▸ **Aim**: Copy the lines of the listing below word for word, from the line containing "Could you kindly tag the green foliage" through the line containing "column 268, row 318", and leave out everything else.

▸ **Records for this exercise**:
⟨
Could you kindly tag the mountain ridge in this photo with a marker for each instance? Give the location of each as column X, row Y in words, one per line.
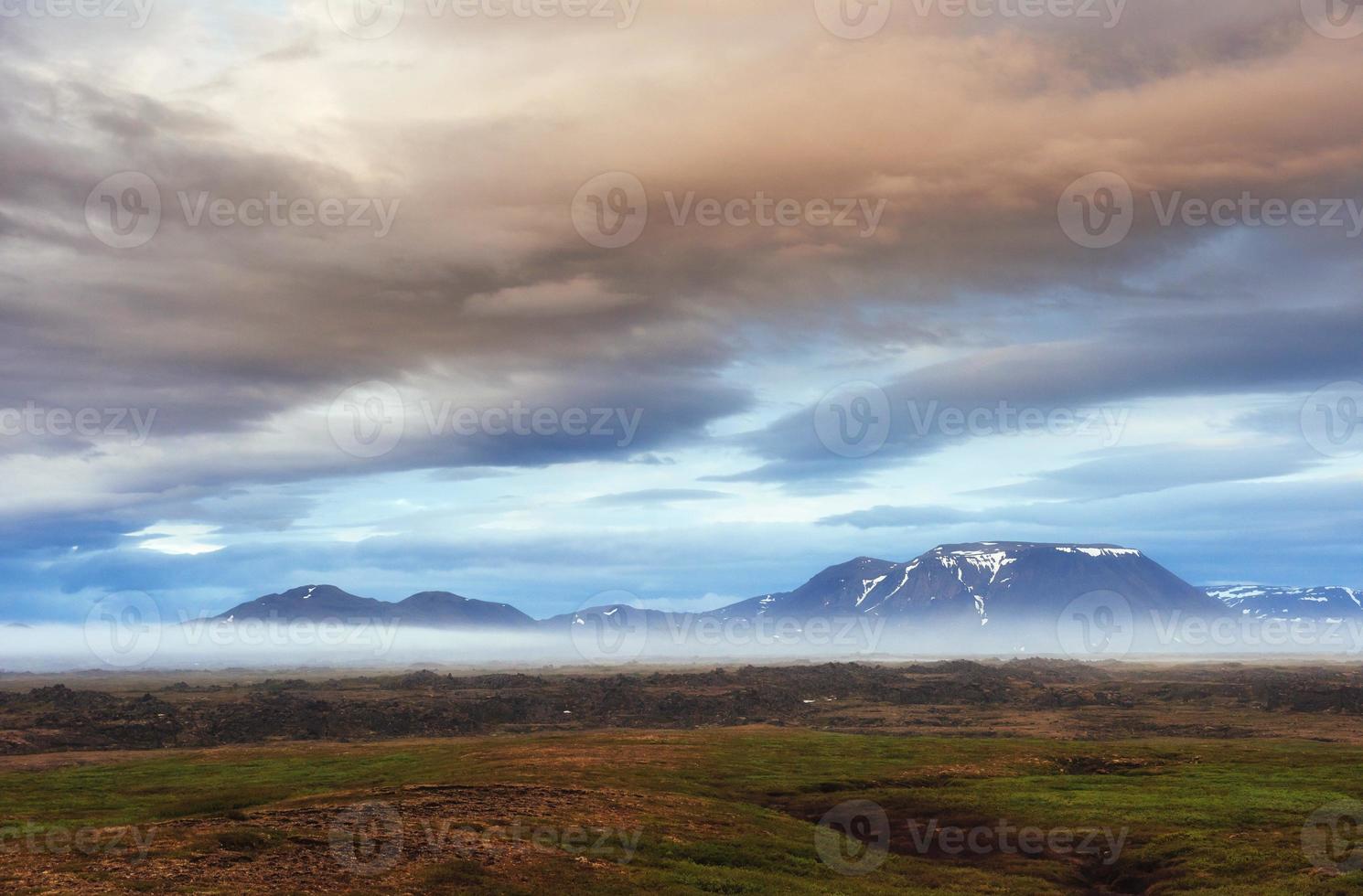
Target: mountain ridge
column 954, row 583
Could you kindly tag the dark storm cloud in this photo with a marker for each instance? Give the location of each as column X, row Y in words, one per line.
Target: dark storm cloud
column 484, row 294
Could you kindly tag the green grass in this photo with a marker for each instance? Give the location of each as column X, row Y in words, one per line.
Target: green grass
column 731, row 807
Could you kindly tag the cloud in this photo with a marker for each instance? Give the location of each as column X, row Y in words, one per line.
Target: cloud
column 659, row 496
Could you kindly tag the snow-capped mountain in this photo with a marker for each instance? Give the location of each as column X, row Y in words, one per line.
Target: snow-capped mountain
column 1291, row 603
column 986, row 581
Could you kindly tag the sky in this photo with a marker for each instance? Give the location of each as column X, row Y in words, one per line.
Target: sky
column 536, row 301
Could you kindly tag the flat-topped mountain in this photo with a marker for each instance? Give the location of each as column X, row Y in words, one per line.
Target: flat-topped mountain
column 984, row 581
column 428, row 609
column 950, row 589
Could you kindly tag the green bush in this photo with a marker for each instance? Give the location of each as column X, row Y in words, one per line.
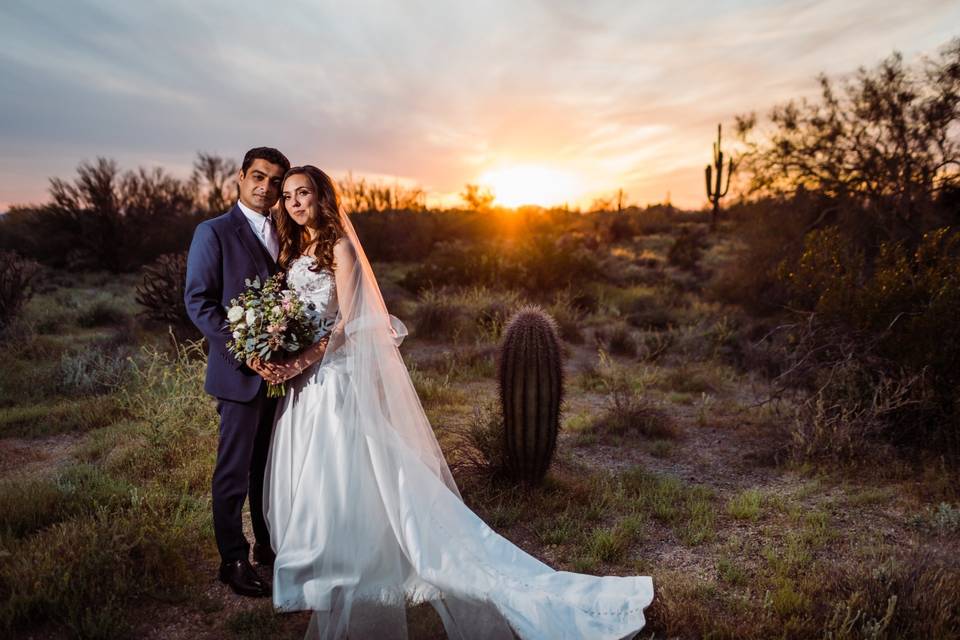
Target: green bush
column 16, row 285
column 897, row 318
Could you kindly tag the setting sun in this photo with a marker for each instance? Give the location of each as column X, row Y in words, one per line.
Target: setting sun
column 530, row 184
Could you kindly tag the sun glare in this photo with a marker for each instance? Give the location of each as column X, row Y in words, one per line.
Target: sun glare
column 530, row 184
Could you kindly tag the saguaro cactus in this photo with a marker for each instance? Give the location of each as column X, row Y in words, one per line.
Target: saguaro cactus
column 714, row 192
column 531, row 389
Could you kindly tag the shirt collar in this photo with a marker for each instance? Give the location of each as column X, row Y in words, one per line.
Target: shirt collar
column 257, row 218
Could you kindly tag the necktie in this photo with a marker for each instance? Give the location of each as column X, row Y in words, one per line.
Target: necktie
column 270, row 238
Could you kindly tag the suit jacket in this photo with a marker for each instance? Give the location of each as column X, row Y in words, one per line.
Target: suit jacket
column 223, row 254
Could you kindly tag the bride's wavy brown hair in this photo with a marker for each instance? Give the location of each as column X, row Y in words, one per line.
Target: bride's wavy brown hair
column 294, row 239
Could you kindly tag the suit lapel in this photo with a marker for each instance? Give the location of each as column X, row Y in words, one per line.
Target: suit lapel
column 265, row 265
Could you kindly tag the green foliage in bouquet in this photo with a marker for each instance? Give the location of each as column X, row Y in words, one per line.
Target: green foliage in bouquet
column 268, row 318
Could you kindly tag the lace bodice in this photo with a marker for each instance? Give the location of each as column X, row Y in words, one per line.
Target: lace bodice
column 318, row 288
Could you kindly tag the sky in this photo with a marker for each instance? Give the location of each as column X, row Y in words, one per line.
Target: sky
column 546, row 101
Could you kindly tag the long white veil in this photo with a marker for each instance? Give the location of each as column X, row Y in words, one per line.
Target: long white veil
column 368, row 518
column 367, row 336
column 403, row 563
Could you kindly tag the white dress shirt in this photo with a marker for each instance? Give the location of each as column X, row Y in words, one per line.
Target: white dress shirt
column 259, row 223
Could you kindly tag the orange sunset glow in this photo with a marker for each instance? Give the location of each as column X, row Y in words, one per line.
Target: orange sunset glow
column 541, row 103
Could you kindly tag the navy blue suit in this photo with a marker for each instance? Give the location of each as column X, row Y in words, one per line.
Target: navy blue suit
column 224, row 253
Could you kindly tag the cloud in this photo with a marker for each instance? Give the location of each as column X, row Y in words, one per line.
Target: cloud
column 622, row 93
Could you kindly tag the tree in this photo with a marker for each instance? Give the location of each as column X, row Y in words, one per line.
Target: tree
column 214, row 182
column 360, row 196
column 885, row 144
column 108, row 220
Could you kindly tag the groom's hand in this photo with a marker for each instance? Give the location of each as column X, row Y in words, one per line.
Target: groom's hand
column 268, row 371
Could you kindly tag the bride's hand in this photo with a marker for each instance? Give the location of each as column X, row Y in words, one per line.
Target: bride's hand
column 285, row 368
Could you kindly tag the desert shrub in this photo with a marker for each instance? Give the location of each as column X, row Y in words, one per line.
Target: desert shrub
column 161, row 291
column 900, row 314
column 100, row 313
column 687, row 249
column 479, row 451
column 568, row 316
column 30, row 505
column 617, row 339
column 904, row 595
column 95, row 368
column 539, row 265
column 472, row 313
column 17, row 276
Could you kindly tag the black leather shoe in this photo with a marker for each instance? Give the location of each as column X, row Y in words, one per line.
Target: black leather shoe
column 243, row 579
column 263, row 554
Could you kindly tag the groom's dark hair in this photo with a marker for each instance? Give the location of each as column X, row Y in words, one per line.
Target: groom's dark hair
column 269, row 154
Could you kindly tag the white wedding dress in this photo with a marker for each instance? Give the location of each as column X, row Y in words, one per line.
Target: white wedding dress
column 364, row 523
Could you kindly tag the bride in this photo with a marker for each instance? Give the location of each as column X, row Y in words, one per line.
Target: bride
column 363, row 513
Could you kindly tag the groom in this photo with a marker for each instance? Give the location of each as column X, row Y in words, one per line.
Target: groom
column 225, row 251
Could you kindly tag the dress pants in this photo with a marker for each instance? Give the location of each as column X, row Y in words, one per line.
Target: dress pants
column 245, row 430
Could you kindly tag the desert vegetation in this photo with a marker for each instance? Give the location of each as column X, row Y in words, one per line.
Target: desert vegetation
column 761, row 416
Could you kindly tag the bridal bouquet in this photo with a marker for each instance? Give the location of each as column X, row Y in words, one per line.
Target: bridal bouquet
column 267, row 319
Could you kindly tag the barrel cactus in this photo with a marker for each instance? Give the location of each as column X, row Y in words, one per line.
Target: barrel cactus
column 531, row 389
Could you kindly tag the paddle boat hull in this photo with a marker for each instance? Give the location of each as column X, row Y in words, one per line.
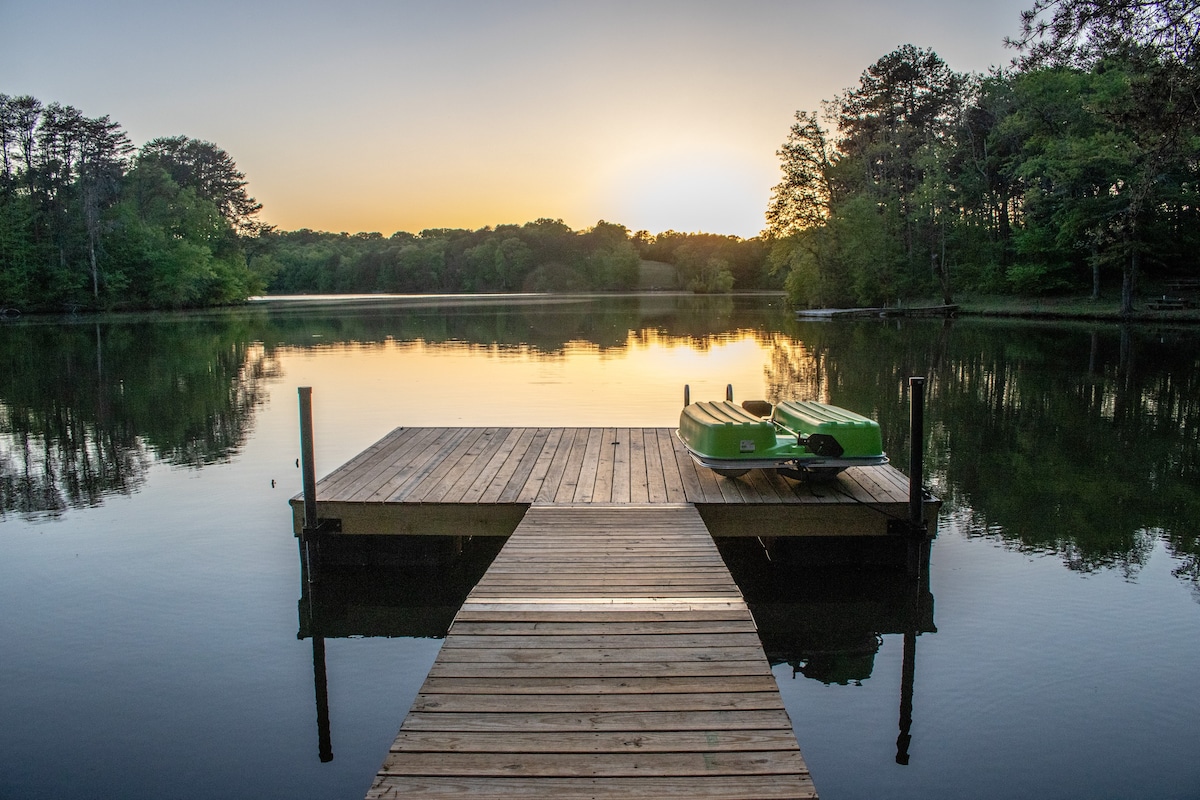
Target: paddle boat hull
column 802, row 439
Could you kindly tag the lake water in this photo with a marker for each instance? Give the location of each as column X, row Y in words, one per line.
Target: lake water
column 157, row 639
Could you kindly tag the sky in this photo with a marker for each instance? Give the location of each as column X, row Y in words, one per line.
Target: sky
column 385, row 115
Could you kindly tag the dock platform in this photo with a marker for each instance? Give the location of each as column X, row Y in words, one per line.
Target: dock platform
column 605, row 654
column 445, row 481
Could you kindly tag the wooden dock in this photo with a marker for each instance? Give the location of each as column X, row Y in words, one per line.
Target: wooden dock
column 607, row 651
column 606, row 654
column 447, row 481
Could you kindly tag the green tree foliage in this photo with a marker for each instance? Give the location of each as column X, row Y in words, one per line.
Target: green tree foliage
column 539, row 256
column 85, row 224
column 1079, row 163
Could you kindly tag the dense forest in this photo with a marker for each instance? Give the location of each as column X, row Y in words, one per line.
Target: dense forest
column 541, row 256
column 85, row 222
column 1073, row 170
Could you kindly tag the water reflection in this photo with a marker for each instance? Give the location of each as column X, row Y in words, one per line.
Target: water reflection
column 1069, row 439
column 1081, row 440
column 87, row 408
column 384, row 585
column 822, row 608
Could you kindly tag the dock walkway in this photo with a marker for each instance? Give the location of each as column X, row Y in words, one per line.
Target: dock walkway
column 444, row 481
column 606, row 654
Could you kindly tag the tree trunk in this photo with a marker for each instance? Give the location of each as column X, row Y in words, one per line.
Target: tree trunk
column 1128, row 282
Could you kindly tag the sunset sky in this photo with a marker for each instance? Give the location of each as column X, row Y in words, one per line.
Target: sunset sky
column 401, row 115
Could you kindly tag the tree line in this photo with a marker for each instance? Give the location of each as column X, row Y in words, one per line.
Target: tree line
column 87, row 221
column 540, row 256
column 1074, row 169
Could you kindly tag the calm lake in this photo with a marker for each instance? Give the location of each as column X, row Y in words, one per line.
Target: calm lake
column 156, row 639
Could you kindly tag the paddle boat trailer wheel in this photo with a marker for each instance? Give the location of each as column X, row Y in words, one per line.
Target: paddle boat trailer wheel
column 801, row 439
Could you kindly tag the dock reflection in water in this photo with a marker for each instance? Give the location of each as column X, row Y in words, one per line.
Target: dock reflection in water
column 826, row 621
column 385, row 587
column 826, row 617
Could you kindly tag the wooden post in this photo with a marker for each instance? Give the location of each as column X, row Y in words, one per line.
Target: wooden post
column 306, row 458
column 309, row 476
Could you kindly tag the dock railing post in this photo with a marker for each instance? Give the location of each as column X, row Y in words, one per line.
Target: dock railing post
column 916, row 471
column 309, row 476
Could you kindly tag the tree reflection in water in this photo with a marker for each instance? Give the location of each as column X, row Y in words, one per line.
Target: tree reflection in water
column 88, row 407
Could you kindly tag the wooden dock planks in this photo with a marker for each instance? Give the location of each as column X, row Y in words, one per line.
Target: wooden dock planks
column 437, row 480
column 606, row 654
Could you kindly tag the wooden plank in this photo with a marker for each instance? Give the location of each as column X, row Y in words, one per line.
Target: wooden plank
column 709, row 787
column 365, row 482
column 597, row 630
column 420, row 464
column 438, row 480
column 597, row 685
column 587, row 479
column 655, row 480
column 523, row 470
column 616, row 721
column 606, row 462
column 471, row 487
column 621, row 467
column 675, row 703
column 358, row 469
column 615, row 642
column 631, row 764
column 595, row 741
column 595, row 671
column 557, row 467
column 553, row 627
column 639, row 480
column 570, row 477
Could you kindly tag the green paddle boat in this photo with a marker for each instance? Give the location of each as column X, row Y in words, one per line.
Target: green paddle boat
column 798, row 438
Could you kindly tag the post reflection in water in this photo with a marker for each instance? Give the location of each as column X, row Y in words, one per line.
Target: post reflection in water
column 823, row 607
column 383, row 587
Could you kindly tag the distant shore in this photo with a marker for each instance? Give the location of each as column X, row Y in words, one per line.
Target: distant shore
column 1083, row 308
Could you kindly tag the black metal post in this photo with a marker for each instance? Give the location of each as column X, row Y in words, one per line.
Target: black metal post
column 321, row 686
column 917, row 533
column 907, row 680
column 916, row 451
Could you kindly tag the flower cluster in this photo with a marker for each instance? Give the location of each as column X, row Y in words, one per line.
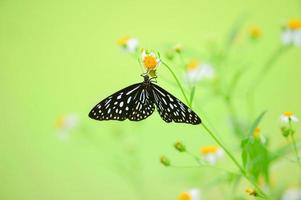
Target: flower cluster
column 211, row 154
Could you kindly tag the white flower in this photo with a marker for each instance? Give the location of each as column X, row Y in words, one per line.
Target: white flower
column 291, row 34
column 192, row 194
column 150, row 60
column 65, row 124
column 292, row 194
column 286, row 117
column 128, row 44
column 257, row 135
column 197, row 71
column 211, row 154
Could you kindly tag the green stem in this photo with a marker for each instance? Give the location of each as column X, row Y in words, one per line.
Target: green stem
column 294, row 143
column 178, row 82
column 241, row 169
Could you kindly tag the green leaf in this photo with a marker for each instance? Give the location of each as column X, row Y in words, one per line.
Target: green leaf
column 255, row 123
column 255, row 156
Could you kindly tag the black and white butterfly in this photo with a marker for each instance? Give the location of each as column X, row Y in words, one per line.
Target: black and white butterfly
column 137, row 102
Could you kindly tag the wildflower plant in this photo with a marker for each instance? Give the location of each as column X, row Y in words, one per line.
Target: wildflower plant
column 256, row 156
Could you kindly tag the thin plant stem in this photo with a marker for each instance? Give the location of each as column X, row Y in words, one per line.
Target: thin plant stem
column 178, row 82
column 294, row 143
column 241, row 169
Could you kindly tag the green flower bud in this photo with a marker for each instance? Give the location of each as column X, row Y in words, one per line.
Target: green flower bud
column 169, row 55
column 165, row 161
column 286, row 131
column 180, row 147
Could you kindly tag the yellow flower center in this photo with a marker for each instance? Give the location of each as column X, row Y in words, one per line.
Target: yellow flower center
column 123, row 41
column 209, row 149
column 255, row 32
column 288, row 114
column 294, row 24
column 192, row 65
column 185, row 196
column 60, row 121
column 251, row 192
column 150, row 62
column 256, row 133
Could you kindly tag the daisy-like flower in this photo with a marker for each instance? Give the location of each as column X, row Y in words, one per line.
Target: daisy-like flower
column 65, row 124
column 291, row 34
column 128, row 44
column 192, row 194
column 286, row 117
column 257, row 135
column 197, row 71
column 211, row 154
column 292, row 194
column 251, row 192
column 255, row 32
column 150, row 60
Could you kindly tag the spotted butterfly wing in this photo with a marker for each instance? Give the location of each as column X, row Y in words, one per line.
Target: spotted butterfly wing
column 137, row 102
column 133, row 103
column 172, row 109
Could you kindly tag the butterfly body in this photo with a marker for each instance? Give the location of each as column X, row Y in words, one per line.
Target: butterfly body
column 138, row 101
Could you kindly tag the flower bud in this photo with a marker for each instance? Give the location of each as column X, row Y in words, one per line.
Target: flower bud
column 251, row 192
column 169, row 55
column 180, row 147
column 165, row 161
column 153, row 73
column 286, row 131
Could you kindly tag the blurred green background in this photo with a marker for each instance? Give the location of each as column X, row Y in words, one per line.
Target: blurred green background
column 60, row 57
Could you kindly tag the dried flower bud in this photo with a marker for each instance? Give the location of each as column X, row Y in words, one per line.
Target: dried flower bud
column 180, row 147
column 165, row 161
column 251, row 192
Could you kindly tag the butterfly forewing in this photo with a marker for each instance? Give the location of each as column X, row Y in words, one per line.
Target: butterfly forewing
column 133, row 103
column 172, row 109
column 117, row 106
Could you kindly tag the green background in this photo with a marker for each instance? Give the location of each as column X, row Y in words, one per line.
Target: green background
column 61, row 56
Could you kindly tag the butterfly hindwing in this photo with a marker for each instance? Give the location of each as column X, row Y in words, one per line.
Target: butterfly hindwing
column 171, row 108
column 143, row 105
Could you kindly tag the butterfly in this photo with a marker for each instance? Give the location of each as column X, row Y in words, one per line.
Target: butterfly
column 138, row 101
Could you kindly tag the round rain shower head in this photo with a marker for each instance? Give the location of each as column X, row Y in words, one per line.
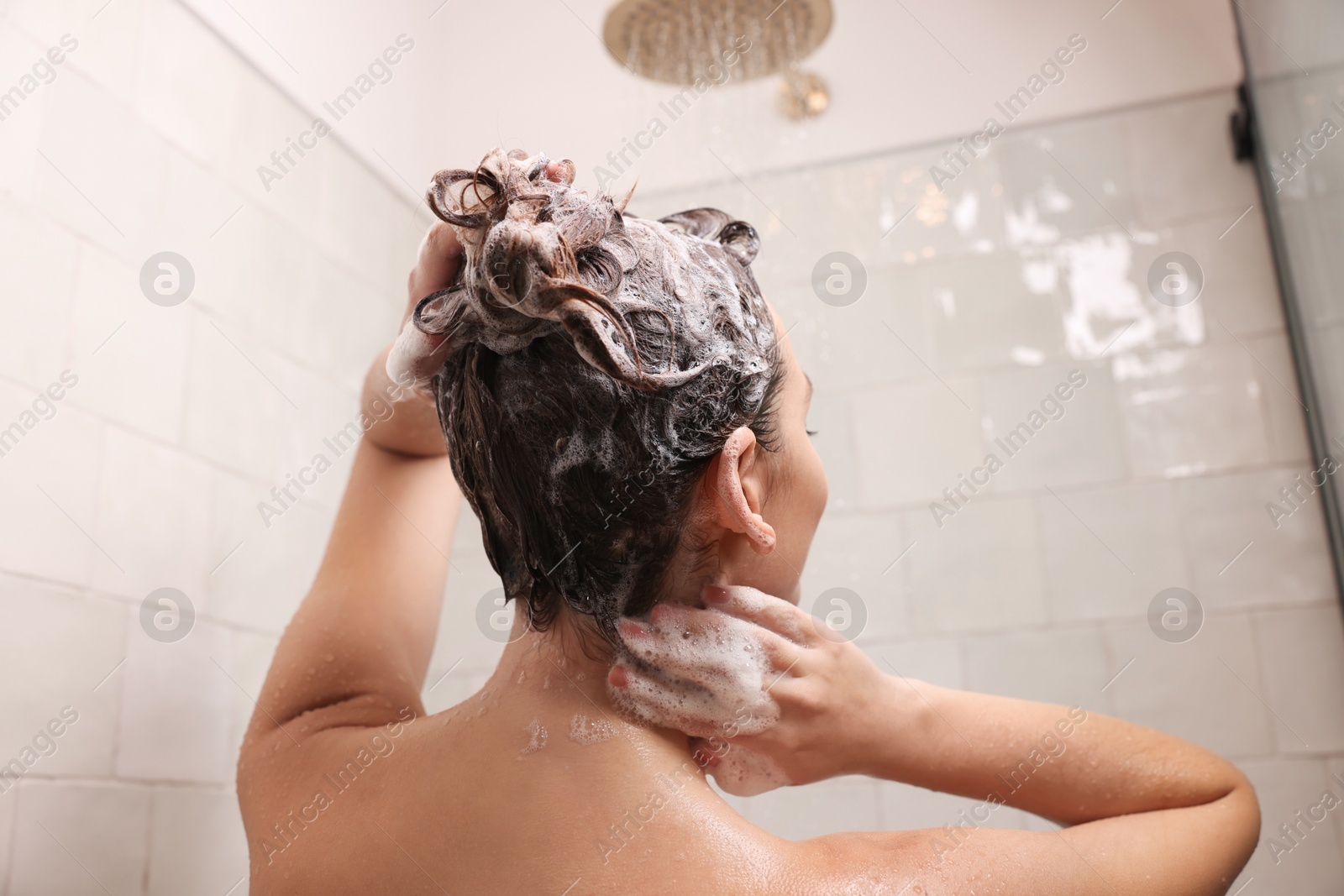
⟩
▸ **Result below**:
Could you kindly tag the green foliage in bouquet in this photo with a marker for each instance? Give the location of each as column X, row Y in words, one per line.
Target: green foliage in bouquet
column 268, row 318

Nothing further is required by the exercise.